Pull out every line in the items below that contains the word "harbour". Copy each such line in full.
··· DATA SHOWN ···
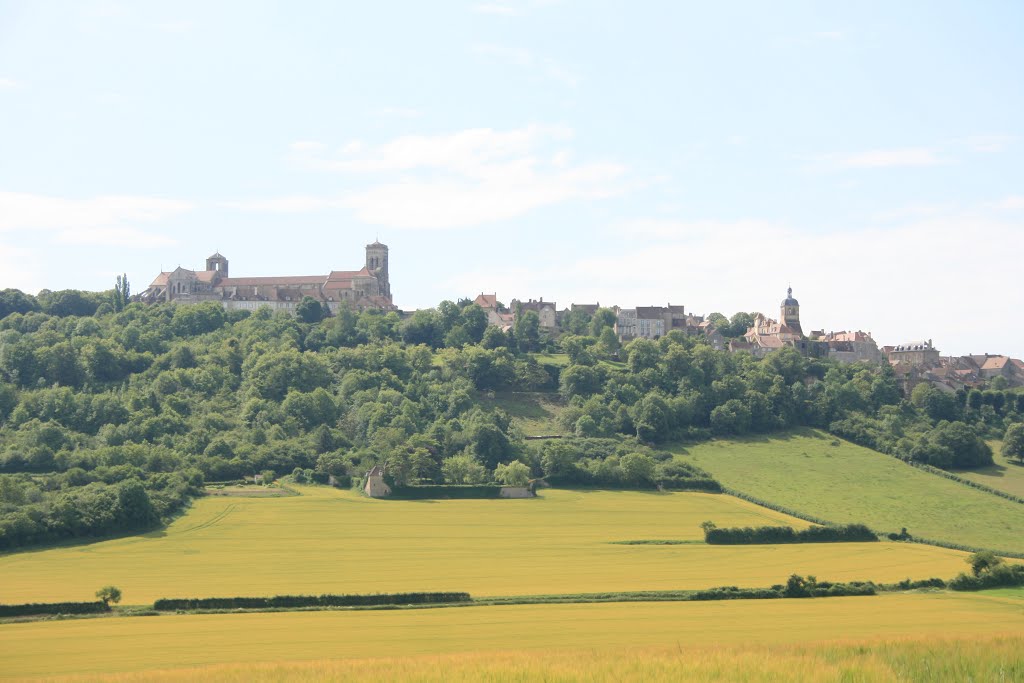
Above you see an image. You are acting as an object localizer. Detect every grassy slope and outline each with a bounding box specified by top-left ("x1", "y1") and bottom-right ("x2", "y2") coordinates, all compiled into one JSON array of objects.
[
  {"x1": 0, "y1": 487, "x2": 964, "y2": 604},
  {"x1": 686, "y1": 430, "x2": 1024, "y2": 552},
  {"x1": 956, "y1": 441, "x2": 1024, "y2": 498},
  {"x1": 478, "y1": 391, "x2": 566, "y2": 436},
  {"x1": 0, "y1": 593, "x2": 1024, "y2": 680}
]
···
··· DATA SHOWN ···
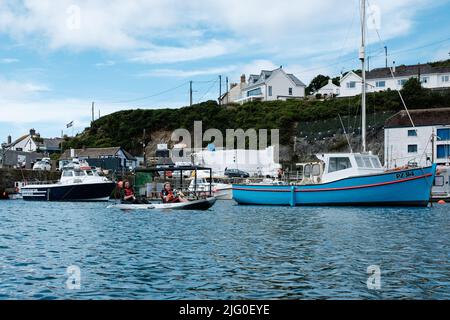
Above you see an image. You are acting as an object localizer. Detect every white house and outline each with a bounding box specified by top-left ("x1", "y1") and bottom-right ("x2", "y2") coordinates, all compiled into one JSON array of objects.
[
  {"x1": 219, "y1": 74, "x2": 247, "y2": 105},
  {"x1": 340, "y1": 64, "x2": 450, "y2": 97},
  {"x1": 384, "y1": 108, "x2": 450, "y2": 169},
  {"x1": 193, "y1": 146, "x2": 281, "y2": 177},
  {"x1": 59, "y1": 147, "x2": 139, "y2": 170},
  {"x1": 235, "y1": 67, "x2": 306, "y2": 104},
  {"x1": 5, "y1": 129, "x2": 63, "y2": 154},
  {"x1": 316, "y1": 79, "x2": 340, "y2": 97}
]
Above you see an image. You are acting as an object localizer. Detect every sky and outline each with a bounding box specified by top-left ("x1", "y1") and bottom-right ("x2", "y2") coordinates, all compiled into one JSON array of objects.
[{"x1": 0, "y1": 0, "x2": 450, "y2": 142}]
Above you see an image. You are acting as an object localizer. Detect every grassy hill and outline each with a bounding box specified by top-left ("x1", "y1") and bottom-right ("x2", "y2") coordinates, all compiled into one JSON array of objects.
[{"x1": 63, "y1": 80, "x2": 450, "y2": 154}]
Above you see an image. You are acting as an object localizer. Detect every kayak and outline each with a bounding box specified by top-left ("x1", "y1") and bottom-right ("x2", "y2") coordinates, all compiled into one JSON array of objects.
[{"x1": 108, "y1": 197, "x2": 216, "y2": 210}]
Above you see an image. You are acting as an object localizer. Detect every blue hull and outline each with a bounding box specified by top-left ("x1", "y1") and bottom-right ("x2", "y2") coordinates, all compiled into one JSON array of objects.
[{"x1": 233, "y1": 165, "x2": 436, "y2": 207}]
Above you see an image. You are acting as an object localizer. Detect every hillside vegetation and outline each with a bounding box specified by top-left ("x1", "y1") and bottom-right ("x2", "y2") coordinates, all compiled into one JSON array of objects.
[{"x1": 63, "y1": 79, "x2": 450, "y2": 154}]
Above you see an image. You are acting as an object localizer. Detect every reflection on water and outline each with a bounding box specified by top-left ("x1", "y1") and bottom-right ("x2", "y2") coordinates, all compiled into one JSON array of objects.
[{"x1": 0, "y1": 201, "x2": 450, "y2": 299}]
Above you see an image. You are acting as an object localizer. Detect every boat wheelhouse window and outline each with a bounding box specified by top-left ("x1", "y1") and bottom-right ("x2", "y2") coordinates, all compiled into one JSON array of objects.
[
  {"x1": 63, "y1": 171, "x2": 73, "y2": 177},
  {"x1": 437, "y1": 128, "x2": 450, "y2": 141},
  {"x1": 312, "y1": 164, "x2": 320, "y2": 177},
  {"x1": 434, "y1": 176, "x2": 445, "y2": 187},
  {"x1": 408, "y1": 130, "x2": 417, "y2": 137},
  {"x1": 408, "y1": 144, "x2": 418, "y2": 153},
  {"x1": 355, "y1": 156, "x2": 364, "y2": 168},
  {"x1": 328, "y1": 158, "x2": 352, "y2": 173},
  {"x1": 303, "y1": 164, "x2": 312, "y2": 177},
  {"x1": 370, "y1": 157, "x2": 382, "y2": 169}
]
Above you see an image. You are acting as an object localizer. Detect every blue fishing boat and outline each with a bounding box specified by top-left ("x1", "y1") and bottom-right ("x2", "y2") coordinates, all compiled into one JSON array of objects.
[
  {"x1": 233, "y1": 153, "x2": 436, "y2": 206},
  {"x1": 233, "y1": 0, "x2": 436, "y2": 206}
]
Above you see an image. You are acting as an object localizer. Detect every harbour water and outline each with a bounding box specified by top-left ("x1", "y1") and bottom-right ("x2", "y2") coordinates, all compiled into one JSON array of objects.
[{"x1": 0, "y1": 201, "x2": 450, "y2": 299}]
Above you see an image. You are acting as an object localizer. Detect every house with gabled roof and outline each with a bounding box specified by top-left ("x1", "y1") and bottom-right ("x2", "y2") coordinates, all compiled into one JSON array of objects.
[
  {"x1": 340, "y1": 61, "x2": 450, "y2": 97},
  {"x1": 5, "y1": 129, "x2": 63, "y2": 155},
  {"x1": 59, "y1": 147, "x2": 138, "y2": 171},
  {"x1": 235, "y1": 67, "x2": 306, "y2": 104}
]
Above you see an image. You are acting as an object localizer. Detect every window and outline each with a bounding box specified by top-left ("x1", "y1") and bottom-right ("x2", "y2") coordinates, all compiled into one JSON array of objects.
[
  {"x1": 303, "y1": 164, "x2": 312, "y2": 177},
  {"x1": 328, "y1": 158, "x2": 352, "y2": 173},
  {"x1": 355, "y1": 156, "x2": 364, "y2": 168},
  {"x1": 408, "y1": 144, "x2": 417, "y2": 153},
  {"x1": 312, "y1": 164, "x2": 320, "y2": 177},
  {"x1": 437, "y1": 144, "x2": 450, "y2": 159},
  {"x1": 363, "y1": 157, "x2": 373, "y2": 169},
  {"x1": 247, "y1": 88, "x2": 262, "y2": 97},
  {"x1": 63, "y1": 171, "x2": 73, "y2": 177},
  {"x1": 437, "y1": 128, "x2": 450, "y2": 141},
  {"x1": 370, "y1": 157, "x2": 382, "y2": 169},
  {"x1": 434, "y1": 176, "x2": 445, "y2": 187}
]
···
§ SOLUTION:
Above you see an image. You are acting as an object localizer. Detect every harbour water and outline each with a bounding box specified by top-left ("x1", "y1") and bottom-right ("x2", "y2") coordinates, all compiled into one JSON array of objects.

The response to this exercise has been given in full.